• Stated goal 1
Copy out the rows word for word, everything from the very start of the rows down to the line that contains "x=199 y=297", including that line.

Common Read Program

The FIT Common Read Program is designed to foster a sense of community by encouraging a shared intellectual experience across the college. Since 2014, a committee of faculty, staff, and administration has selected a book as recommended reading for incoming students to the Fashion Institute of Technology.
Common Read Selection Criteria
A book that:
- students will enjoy reading and find relevant;
- will challenge students intellectually;
- faculty members can incorporate into their course reading lists;
- can be discussed across the disciplines;
- has not already appeared on most high school reading lists;
- does not exceed 300-350 pages;
- is available in various formats and is accessible to all; and
- ideally, has a living author.
2025-26 Common Read Selection Committee
Dr. Patrick Knisley, Dean for the School of Liberal Arts (Co-chair)
Carli Spina, Professor and Head of Research & Instructional Services, Gladys Marcus
                     Library (Co-chair)

• Provided entries
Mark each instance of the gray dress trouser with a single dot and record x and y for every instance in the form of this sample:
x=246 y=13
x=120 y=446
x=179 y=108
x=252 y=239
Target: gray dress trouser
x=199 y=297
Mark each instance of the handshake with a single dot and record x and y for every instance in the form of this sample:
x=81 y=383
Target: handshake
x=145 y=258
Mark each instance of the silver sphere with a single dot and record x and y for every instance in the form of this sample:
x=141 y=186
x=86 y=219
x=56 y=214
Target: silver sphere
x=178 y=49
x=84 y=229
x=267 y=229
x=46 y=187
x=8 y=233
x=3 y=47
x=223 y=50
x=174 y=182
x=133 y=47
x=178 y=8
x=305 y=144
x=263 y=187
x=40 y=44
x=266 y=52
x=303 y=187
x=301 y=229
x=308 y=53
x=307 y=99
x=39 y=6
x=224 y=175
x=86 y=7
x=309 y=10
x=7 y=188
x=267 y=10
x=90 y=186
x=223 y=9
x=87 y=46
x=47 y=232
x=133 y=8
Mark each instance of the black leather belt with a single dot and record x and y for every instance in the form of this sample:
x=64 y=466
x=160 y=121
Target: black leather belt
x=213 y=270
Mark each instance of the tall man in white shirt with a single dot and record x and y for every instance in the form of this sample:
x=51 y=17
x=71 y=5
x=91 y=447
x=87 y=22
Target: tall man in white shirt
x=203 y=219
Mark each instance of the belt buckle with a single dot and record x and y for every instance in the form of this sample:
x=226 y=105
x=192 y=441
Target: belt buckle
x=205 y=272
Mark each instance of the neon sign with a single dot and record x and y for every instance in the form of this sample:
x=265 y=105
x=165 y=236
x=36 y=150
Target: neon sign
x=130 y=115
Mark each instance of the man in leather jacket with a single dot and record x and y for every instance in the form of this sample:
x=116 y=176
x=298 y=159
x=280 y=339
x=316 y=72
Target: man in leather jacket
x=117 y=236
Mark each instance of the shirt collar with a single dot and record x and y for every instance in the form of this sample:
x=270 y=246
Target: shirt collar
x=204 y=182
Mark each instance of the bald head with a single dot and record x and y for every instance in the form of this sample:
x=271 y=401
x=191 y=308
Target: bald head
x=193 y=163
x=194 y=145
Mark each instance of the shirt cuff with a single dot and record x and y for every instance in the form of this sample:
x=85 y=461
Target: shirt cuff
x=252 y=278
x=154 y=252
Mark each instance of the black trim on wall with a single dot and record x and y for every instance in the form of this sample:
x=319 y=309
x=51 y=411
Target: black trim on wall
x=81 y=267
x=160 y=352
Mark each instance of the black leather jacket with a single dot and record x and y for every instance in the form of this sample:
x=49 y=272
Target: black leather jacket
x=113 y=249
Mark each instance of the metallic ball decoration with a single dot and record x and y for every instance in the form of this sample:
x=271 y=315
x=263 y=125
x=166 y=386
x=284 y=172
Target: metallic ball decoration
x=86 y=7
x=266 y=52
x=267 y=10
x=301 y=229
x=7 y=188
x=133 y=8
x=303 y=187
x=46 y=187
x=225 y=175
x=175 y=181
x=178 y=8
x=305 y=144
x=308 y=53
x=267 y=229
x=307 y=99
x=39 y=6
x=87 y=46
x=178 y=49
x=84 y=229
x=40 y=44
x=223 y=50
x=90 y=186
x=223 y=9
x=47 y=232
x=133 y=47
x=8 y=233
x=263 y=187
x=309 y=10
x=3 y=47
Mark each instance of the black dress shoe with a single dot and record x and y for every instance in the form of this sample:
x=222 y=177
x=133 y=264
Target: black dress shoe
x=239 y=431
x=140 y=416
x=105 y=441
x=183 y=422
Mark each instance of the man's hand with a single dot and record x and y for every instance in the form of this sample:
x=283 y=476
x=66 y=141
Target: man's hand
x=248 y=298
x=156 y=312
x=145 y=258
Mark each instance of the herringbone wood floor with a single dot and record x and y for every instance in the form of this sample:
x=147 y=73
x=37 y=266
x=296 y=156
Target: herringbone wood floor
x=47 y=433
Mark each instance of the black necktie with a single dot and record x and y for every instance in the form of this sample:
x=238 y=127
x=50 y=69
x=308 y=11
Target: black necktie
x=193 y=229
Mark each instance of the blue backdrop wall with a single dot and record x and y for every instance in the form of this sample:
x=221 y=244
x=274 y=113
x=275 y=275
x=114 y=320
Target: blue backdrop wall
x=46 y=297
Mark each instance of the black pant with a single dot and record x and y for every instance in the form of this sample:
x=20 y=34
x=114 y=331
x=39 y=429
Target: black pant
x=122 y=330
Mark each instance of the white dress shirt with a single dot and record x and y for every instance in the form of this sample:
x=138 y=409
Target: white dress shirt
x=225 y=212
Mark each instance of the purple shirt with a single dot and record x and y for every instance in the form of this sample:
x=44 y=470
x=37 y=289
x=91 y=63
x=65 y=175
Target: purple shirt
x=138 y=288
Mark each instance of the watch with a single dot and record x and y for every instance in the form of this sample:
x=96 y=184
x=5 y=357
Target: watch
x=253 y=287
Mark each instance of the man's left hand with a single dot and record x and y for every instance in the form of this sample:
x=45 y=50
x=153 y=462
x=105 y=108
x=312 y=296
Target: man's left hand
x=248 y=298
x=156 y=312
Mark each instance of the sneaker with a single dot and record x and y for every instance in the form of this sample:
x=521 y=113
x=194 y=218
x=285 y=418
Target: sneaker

• Stated goal 2
In the Common Read page, rewrite the paragraph beginning "The FIT Common Read Program is designed" more briefly, keeping its main facts.

• Correct answer 1
Mark each instance of the gray dress trouser with a single dot and record x and y for every instance in the form of this sample:
x=246 y=13
x=120 y=446
x=179 y=108
x=252 y=239
Target: gray dress trouser
x=199 y=297

• Correct answer 2
The FIT Common Read Program aims to build community through a shared intellectual experience across the college. Since 2014, a committee of faculty, staff, and administration has chosen a recommended book for incoming students to the Fashion Institute of Technology.